» **LISTED ENTRIES**
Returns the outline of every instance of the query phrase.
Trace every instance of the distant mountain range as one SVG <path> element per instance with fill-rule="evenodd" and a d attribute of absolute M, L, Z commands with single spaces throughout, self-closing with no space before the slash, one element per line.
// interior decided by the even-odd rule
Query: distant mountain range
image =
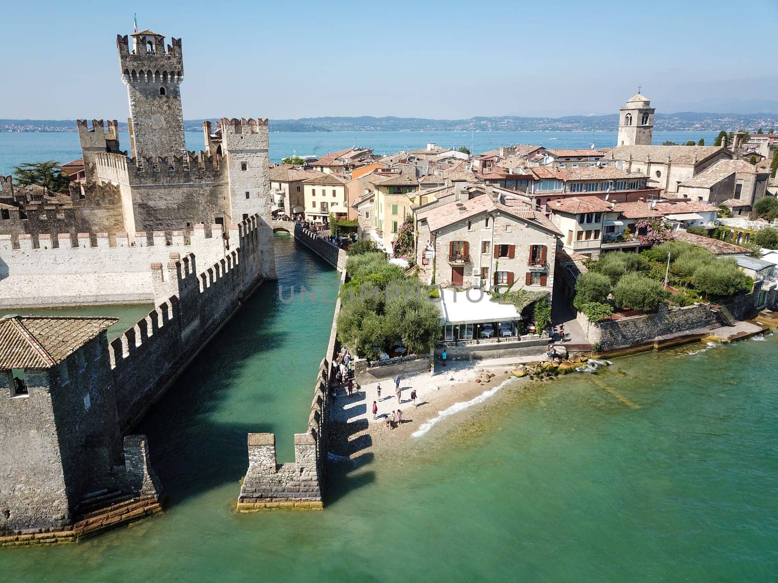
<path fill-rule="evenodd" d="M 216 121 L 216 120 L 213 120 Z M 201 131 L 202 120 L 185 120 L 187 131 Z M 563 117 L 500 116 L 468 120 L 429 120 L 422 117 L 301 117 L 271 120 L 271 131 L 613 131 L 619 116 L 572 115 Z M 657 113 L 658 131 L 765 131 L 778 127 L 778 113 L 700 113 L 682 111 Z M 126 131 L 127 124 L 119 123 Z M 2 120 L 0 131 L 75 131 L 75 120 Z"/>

---

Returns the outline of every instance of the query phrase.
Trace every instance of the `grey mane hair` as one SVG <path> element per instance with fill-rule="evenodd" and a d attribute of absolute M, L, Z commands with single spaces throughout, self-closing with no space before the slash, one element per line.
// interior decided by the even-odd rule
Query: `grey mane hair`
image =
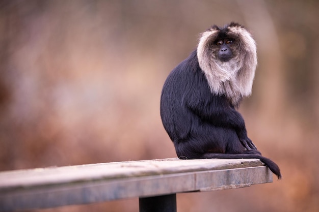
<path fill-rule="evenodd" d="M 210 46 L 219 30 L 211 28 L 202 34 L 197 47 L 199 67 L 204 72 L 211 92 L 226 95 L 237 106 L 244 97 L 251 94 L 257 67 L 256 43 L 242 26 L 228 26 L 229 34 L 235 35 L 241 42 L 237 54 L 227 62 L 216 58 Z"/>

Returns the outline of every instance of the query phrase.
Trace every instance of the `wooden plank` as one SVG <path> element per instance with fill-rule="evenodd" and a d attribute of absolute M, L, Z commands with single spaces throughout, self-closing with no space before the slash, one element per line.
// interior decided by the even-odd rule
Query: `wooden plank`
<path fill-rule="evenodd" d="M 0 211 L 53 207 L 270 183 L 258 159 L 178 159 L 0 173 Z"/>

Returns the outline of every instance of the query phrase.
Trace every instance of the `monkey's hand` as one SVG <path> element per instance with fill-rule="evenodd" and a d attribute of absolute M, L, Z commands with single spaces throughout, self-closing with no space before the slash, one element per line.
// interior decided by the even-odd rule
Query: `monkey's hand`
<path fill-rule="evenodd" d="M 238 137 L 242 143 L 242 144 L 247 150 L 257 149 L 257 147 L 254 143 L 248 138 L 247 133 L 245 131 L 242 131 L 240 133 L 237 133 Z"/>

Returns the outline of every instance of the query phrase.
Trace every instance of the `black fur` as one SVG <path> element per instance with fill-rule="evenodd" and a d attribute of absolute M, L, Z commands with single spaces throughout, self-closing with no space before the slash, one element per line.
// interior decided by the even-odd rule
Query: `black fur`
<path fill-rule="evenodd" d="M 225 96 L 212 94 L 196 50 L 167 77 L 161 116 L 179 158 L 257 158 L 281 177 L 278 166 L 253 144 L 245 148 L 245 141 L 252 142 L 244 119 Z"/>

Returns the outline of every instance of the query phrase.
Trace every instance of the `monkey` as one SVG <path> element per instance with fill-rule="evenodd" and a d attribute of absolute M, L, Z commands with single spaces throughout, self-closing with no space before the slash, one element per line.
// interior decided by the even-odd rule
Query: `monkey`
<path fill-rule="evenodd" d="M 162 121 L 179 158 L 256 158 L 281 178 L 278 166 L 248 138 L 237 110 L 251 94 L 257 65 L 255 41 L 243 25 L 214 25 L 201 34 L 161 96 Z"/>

* * *

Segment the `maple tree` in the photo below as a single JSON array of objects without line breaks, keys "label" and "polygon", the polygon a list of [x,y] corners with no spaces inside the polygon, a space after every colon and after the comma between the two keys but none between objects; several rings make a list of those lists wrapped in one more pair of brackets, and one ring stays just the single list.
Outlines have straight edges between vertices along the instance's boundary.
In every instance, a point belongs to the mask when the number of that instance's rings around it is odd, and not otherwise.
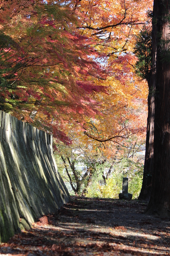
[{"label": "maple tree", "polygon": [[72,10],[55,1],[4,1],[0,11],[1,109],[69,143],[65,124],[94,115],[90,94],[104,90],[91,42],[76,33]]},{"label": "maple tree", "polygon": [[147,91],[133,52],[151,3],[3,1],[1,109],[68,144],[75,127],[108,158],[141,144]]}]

» **EXERCISE**
Collect every line of the data that contains the string "closing", matching case exactly.

» **THE COMPLETED TASK**
Trace every instance of the distant mountain range as one SVG <path> element per instance with fill-rule="evenodd" and a d attribute of absolute M, L, Z commands with single spaces throughout, self-closing with no space before the slash, one element per line.
Trace every instance of the `grey mane hair` as one SVG <path> element per instance with fill-rule="evenodd" and a d attribute of absolute M, L, Z commands with single spaces throughout, self-closing with no space before the slash, one element per line.
Trace every instance of the `wooden plank` as one SVG <path> element per instance with fill-rule="evenodd" and a d attribute of absolute M, L, Z commands with single spaces throughout, self-closing with no space before the slash, one element per line.
Trace every instance of the `monkey's hand` as one SVG <path> element per instance with fill-rule="evenodd" and a d attribute of absolute M, L, Z commands with single spaces throughout, self-closing with no space before the slash, one element per line.
Trace every instance of the `black fur` as one SVG <path> element per instance with fill-rule="evenodd" and a d attribute of absolute M, L, Z commands with single spaces throughout, self-closing with no space before the slash, one element per line.
Trace every instance of the `monkey` as one SVG <path> element per instance with fill-rule="evenodd" and a d attribute of absolute M, L, Z commands with single spaces throughout, self-closing with no space before the slash, one element per line.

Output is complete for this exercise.